### Provided text
━━━━━━━━
BozBoz is another Design company although this one does look as though it is more Web based than anything else. You can link to all of this sites mentioned on my blog by clicking on there name heading. Rather than go through each website I will you the viewer take the time to go and have a look around the various sites. Most are much of a muchness it seems. Some are individuals some are web design companies with shocking websites, which I never quite understand. How do they expect people to use them? Scarily though, people do. Anyway feel free to browse.

Moo Cow Media

Brighton Web Design

Justin Wanstall

This is an example of a one man band guy. He looks like he knows his stuff and his site looks professional if not inspirational.

Zig Zag Design

Here we have an example of a pony looking site advertising there web design services. Why oh why would anyone feel drawn to use these guys? Unless they are cheap of course.

The Brighton Media Centre

Now the Brighton Media Centre I had to include as its a great place to try and track down various media companies, not necessarily web design companies although there are some here, but there is generally quite a nice vibe around the place so it’s probably worth while checking out some of the companies there as they might well be worth a visit with your portfolio.


So what are my conclusions regarding employment opportunities for us budding web designers in the Brighton area? Well I think the first thing that is pretty obvious is that competition is tough. There seems there are numerous web designers out there, who are probably fighting for a limited number of briefs. This means that now more than ever it is important that you have the best portfolio possible, both a hands on folder style portfolio and an on-line portfolio, as well as using as many different ways and opportunities to market yourself. The more of these community websites you register with the better. But for me the best way of marketing yourself is by word of mouth. Getting those first clients is always the hardest. Being a freelancer myself I know how important it is to maintain a good relationship with every client you ever work with. This is not always easy. In fact sometimes clients can leave you pulling your hair out (could explain a lot). But its worth it. I was fortunate to start out working in a large advertising agency, but as people moved on from that agency, now almost 10 years ago I still work with most of them at various occasions, and if they ever know of anyone looking for an illustrator they will always recommend me. Why is this? Well I like to think its because I have 2 simple rules that I always follow and if you stick to these you will not go wrong. so what are they?
━━━━━━━━
### Records
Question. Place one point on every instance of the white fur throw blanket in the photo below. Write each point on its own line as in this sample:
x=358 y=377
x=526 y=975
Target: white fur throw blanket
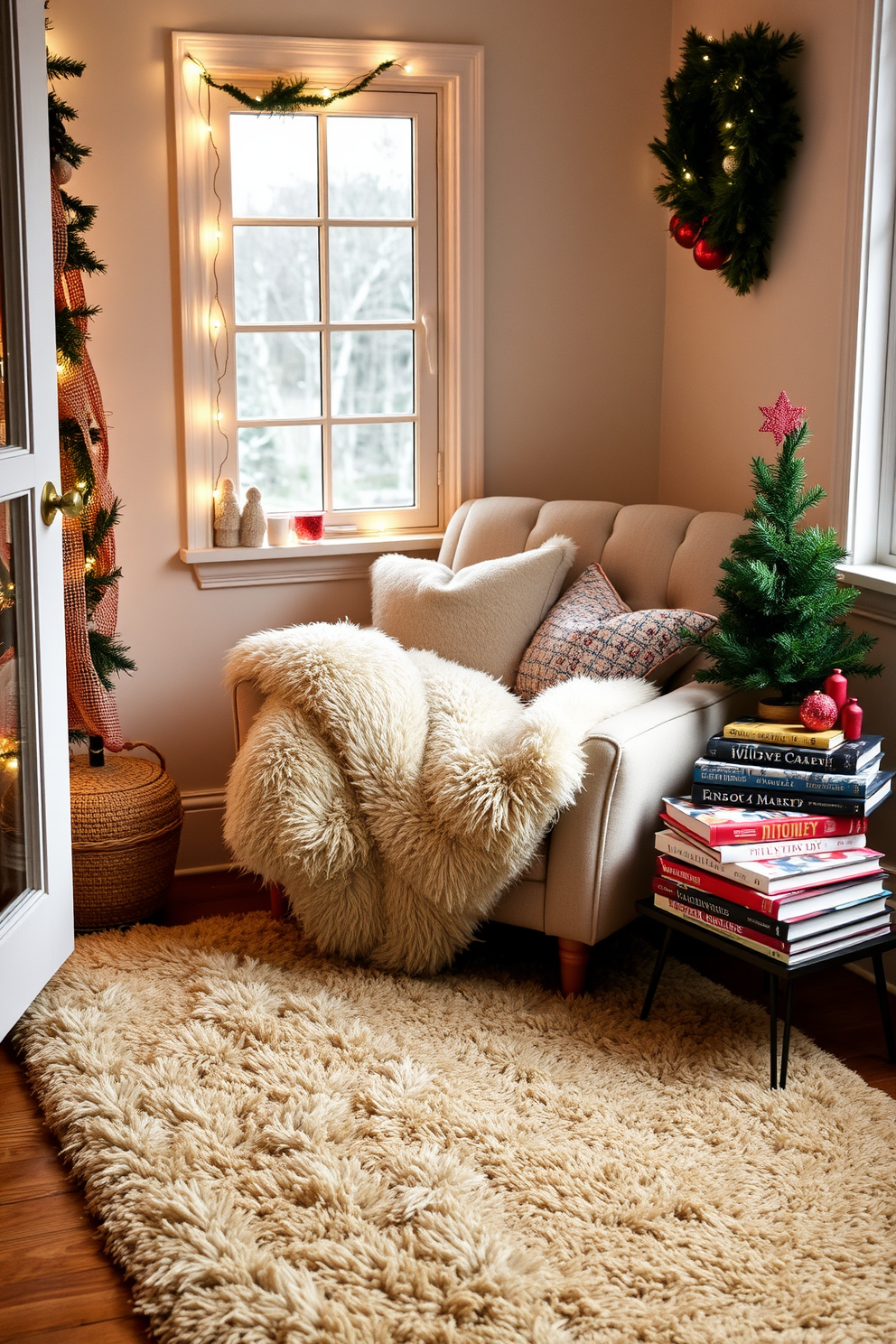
x=395 y=795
━━━━━━━━
### Work to complete
• 1. In the blog post on Brighton web design, what does the author consider the best way of marketing yourself?
• 2. Reproduce the entries that follow the blog post word for word, leaving out the picture.

### Exercise results
• 1. Word of mouth.

• 2.
Question. Place one point on every instance of the white fur throw blanket in the photo below. Write each point on its own line as in this sample:
x=358 y=377
x=526 y=975
Target: white fur throw blanket
x=395 y=795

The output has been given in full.